◆ SOURCE MATERIAL
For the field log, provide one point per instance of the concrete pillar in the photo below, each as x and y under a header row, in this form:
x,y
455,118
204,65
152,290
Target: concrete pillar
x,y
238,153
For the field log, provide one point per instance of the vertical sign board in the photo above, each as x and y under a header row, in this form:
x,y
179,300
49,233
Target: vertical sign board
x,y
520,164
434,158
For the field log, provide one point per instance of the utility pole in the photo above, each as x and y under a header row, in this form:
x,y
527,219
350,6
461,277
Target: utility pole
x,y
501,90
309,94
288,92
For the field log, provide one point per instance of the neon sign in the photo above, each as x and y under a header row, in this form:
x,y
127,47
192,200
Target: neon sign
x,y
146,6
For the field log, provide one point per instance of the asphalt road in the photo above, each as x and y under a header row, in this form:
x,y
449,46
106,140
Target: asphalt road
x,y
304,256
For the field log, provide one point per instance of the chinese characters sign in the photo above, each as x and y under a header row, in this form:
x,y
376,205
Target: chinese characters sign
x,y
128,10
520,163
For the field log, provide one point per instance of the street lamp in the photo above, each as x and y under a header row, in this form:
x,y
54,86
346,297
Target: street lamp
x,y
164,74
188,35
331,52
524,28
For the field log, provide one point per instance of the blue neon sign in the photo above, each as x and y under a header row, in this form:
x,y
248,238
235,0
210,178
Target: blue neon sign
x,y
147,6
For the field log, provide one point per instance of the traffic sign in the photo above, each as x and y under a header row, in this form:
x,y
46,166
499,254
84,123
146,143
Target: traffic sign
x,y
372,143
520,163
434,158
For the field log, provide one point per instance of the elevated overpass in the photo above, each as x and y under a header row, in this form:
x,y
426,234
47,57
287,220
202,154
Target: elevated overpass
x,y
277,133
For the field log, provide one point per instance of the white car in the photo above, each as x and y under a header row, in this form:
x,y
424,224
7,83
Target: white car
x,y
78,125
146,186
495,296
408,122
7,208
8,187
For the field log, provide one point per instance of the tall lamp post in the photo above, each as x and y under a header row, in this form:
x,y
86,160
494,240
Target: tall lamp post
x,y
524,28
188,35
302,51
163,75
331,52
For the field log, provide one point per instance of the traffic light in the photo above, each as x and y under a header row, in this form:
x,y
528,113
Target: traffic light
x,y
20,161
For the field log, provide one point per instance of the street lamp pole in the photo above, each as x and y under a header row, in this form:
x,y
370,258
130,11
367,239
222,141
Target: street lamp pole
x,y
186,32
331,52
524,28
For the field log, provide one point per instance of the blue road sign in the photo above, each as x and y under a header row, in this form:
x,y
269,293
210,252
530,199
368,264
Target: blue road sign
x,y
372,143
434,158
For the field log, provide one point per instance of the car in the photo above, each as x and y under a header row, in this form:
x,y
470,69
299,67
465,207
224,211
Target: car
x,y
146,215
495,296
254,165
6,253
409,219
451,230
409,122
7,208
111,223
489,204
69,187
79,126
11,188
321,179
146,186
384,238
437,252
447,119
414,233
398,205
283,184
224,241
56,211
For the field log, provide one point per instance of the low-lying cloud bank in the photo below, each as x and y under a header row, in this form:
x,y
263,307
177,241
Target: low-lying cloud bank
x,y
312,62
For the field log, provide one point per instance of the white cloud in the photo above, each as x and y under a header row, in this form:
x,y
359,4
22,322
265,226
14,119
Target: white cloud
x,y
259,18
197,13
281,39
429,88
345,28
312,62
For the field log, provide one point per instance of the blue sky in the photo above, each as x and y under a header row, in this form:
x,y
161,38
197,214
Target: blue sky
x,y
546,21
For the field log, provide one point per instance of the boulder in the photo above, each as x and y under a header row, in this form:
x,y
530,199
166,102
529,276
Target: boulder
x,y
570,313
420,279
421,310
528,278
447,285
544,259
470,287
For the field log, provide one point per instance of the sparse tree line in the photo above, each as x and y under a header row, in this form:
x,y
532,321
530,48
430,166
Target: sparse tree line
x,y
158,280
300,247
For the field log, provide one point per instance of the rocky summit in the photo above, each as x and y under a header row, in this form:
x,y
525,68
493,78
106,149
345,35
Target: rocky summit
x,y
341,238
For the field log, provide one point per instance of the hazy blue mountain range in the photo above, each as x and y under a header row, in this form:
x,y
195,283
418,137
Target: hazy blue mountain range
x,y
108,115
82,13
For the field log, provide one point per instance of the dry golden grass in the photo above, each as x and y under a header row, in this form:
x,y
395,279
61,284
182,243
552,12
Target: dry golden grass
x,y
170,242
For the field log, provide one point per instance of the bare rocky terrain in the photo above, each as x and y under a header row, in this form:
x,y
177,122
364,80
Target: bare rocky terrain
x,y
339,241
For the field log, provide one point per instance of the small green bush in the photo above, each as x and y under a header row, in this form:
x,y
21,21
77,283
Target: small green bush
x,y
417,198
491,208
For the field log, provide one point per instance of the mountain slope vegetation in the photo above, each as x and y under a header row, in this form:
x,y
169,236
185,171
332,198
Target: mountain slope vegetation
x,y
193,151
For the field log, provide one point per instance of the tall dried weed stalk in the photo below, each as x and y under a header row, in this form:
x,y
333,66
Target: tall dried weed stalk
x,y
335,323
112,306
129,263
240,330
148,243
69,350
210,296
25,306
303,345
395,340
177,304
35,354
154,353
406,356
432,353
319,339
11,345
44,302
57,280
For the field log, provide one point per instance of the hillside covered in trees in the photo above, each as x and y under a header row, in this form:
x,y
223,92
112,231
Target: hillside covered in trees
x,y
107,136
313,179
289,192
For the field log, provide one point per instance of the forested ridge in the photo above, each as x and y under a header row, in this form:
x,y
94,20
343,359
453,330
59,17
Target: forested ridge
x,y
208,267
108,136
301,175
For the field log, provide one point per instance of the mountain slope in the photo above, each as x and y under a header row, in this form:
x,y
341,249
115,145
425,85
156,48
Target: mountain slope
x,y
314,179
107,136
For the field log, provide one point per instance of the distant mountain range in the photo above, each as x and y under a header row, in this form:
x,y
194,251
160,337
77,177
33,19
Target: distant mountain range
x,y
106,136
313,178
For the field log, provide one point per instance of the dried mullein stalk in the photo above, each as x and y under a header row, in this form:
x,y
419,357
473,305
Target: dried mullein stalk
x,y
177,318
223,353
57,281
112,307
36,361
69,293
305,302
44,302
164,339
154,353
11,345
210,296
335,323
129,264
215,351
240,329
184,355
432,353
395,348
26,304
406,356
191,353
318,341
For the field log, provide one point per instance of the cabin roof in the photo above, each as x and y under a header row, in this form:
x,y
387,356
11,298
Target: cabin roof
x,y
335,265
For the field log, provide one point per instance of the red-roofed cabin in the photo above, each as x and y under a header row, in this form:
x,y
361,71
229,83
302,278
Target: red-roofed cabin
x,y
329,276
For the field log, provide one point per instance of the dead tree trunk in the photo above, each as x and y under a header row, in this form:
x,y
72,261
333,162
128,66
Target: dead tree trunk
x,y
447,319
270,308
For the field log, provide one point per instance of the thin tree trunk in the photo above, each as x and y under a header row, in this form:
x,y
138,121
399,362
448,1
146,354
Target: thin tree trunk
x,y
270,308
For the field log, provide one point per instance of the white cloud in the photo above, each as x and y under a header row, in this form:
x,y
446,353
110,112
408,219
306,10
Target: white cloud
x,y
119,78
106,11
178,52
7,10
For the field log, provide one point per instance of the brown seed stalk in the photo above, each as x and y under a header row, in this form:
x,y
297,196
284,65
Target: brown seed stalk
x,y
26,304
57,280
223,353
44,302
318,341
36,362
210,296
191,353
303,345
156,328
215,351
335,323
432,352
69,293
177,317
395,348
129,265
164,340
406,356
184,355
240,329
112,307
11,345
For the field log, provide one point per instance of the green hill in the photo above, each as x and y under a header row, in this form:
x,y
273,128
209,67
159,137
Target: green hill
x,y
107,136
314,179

◆ WORK REQUIRED
Tally the lines of the listing that include "below". Reply with nothing but the count.

◆ REPLY TO THE TASK
3